● **Exercise brief**:
Print every one of the records below line for line, leaving out the pictures.

[Stored entries]
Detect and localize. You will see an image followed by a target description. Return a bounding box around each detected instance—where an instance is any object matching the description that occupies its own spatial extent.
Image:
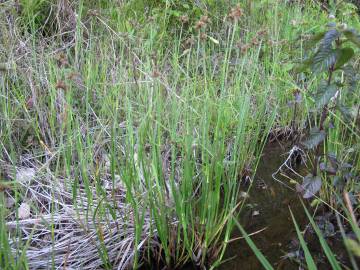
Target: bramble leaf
[311,47,337,74]
[343,29,360,48]
[304,31,326,48]
[293,56,314,73]
[314,84,337,109]
[334,48,354,70]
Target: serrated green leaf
[343,29,360,48]
[320,29,340,49]
[334,48,354,70]
[311,47,337,74]
[314,84,337,109]
[336,103,352,123]
[302,128,326,149]
[293,57,313,73]
[304,31,327,48]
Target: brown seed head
[57,53,69,68]
[180,15,189,24]
[55,80,67,91]
[228,5,243,21]
[200,33,207,41]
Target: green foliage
[294,19,359,193]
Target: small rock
[16,168,36,184]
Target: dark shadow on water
[218,142,307,270]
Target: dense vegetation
[0,0,360,269]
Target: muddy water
[219,142,306,270]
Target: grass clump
[0,0,358,269]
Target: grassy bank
[0,0,360,269]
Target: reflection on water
[219,142,306,270]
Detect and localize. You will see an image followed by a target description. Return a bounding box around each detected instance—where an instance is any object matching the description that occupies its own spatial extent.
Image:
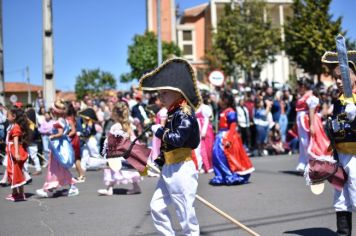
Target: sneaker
[32,170,42,176]
[126,188,141,195]
[75,175,85,183]
[295,163,305,172]
[36,188,48,198]
[15,193,27,202]
[68,188,79,197]
[5,194,15,202]
[5,194,26,202]
[98,188,113,196]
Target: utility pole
[26,66,32,104]
[157,0,162,66]
[0,0,5,105]
[42,0,55,109]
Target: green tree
[207,0,281,82]
[75,69,116,99]
[284,0,354,80]
[120,32,182,82]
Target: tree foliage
[120,32,181,82]
[285,0,354,78]
[75,69,116,99]
[207,0,281,83]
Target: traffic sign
[10,94,17,103]
[209,70,225,87]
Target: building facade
[147,0,295,84]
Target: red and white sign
[209,70,225,87]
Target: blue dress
[210,110,254,185]
[49,118,74,169]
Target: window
[183,30,193,41]
[183,44,193,55]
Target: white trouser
[334,153,356,211]
[81,136,105,170]
[297,111,310,167]
[150,161,199,236]
[25,144,41,171]
[194,142,203,170]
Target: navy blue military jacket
[155,105,200,152]
[332,97,356,143]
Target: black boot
[336,211,352,236]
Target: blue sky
[3,0,356,91]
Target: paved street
[0,156,356,236]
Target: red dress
[6,124,28,188]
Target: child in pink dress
[36,101,79,198]
[98,102,142,196]
[148,100,167,177]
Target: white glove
[345,103,356,121]
[151,124,162,134]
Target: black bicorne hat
[139,58,202,110]
[321,51,356,71]
[79,108,98,121]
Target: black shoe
[26,178,32,185]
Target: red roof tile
[4,82,43,93]
[184,3,209,17]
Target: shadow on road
[284,228,337,236]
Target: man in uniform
[321,51,356,235]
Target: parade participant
[321,48,356,235]
[66,102,85,183]
[139,58,201,235]
[98,102,142,196]
[148,98,167,177]
[78,107,105,171]
[6,108,30,202]
[195,90,214,173]
[210,91,255,185]
[296,77,330,172]
[36,100,79,198]
[24,105,42,175]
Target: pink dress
[103,123,142,186]
[195,104,215,172]
[296,91,330,170]
[43,118,75,190]
[148,107,167,162]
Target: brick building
[146,0,296,86]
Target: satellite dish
[10,94,17,103]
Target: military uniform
[139,58,201,235]
[322,51,356,235]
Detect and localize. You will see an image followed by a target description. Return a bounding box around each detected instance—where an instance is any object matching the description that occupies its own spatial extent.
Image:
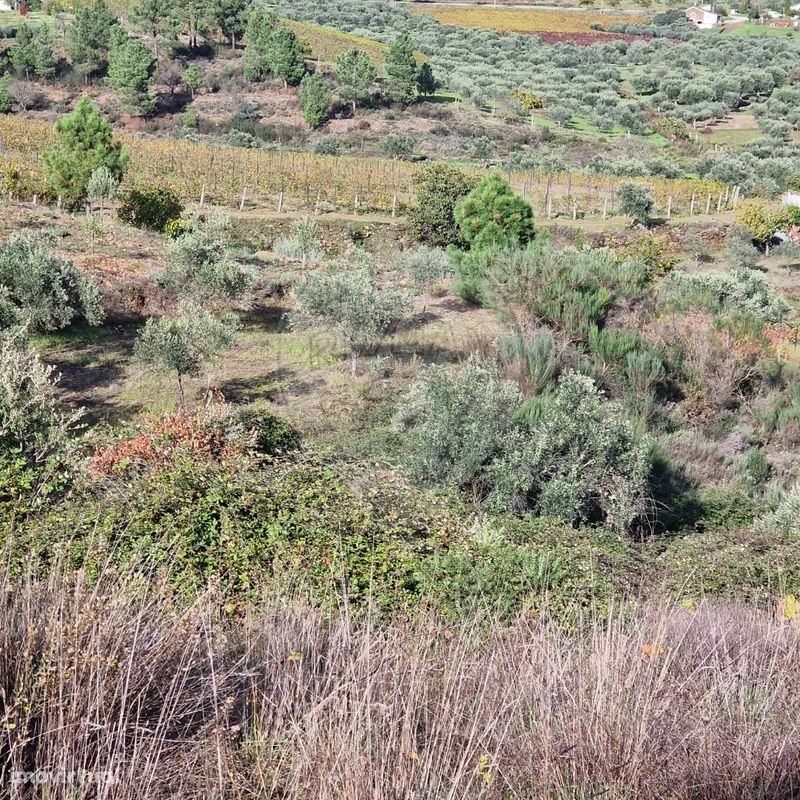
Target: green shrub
[661,269,790,322]
[234,407,302,456]
[0,233,103,331]
[497,329,559,395]
[117,188,183,233]
[656,526,800,604]
[420,527,568,619]
[395,356,650,532]
[394,356,521,496]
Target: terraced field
[282,19,389,64]
[414,6,649,33]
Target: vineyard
[0,117,738,219]
[282,19,389,65]
[414,7,649,33]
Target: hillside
[0,0,800,800]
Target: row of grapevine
[414,6,650,33]
[0,117,738,218]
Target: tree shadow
[156,92,193,116]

● **Reply**:
Detect and localize. You will see an image followed by a target description. Return a bounding box around each detected instance—where an instance is any object matching the description that occupies its own spatial extent.
Image:
Target: bramble leaf
[311,47,337,74]
[343,29,360,48]
[304,31,326,48]
[293,56,314,73]
[314,84,337,109]
[334,48,354,70]
Target: serrated green leaf
[343,29,360,48]
[320,29,340,49]
[334,48,354,70]
[311,47,337,74]
[314,84,337,109]
[336,103,352,123]
[302,128,326,149]
[293,57,313,73]
[304,31,327,48]
Target: brown seed head
[57,53,69,68]
[180,15,189,24]
[55,80,67,91]
[228,5,243,21]
[200,33,207,41]
Target: green foliage
[294,19,359,193]
Target: small rock
[16,168,36,184]
Target: dark shadow on water
[218,142,307,270]
Target: dense vegetation
[0,0,360,269]
Target: muddy water
[219,142,306,270]
Target: grass clump
[0,0,358,269]
Target: grassy bank
[0,0,360,269]
Target: reflection on water
[219,142,306,270]
Detect and localize. You will see an image followed by a target description. Return a bounding box around each detected instance—where an instance is any object matching the description that occupies its own spatial extent.
Image:
Target: sneaker
[32,170,42,176]
[126,188,141,195]
[75,175,85,183]
[295,163,305,172]
[36,188,48,198]
[15,193,27,202]
[68,188,79,197]
[5,194,15,202]
[5,194,26,202]
[98,188,113,196]
Target: utility pole
[26,66,32,104]
[157,0,162,66]
[0,0,5,105]
[42,0,55,109]
Target: green tree
[207,0,281,82]
[75,69,116,99]
[284,0,354,80]
[120,32,182,82]
Target: tree foliage
[120,32,181,82]
[285,0,354,78]
[75,69,116,99]
[207,0,281,83]
Target: traffic sign
[10,94,17,103]
[209,70,225,87]
Target: building facade
[147,0,295,84]
Target: red and white sign
[209,70,225,87]
Target: blue dress
[210,110,254,185]
[49,118,74,169]
Target: window
[183,30,193,41]
[183,44,193,55]
Target: white trouser
[334,153,356,211]
[81,136,105,170]
[297,111,310,167]
[150,161,199,236]
[25,144,41,171]
[194,142,203,170]
Target: navy blue military jacket
[155,105,200,152]
[332,97,356,143]
Target: black boot
[336,211,352,236]
Target: blue sky
[3,0,356,91]
Target: paved street
[0,156,356,236]
Target: red dress
[6,124,28,188]
Target: child in pink dress
[36,101,79,198]
[98,102,142,196]
[148,100,167,177]
Target: white glove
[345,103,356,121]
[151,124,162,134]
Target: black bicorne hat
[139,58,202,110]
[321,51,356,71]
[79,108,98,121]
Target: black shoe
[26,178,32,185]
Target: red roof tile
[4,82,43,93]
[184,3,209,17]
Target: shadow on road
[284,228,337,236]
Target: man in uniform
[321,51,356,235]
Target: parade participant
[321,48,356,235]
[66,102,85,183]
[139,58,201,235]
[98,102,142,196]
[148,98,167,177]
[78,107,105,171]
[6,108,30,202]
[195,90,214,173]
[210,91,255,185]
[296,77,330,172]
[36,100,79,198]
[24,105,42,175]
Target: pink dress
[103,123,142,186]
[195,104,215,172]
[296,91,330,170]
[43,118,75,190]
[148,107,167,162]
Target: brick building
[146,0,296,86]
Target: satellite dish
[10,94,17,103]
Target: military uniform
[139,58,201,235]
[322,51,356,235]
Detect and localize. You will see an image followed by a target description. Return a bounding box around each detected instance—where an instance is any object matching the description that occupies its own spatial extent.
Image:
Target: green shrub
[661,269,790,322]
[234,407,302,456]
[0,233,103,331]
[497,329,559,395]
[117,188,183,233]
[656,526,800,604]
[420,527,568,619]
[395,356,650,532]
[394,356,521,496]
Target: terraced field
[282,19,389,64]
[414,6,649,33]
Target: vineyard
[0,117,738,219]
[282,19,389,65]
[414,7,649,33]
Target: hillside
[0,0,800,800]
Target: row of grapevine
[414,6,650,33]
[0,117,738,218]
Target: tree shadow
[156,92,193,116]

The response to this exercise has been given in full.